[Region pointing data]
═══

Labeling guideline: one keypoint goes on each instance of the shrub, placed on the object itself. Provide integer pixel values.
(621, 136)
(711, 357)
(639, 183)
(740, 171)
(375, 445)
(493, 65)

═══

● Your goal:
Return every entry verbatim.

● Finished exercise:
Labeling guideline: one keypoint goes on each instance of the shrub, placed on the object itself. Provide integer pixel values.
(621, 136)
(711, 357)
(639, 183)
(740, 171)
(375, 445)
(493, 65)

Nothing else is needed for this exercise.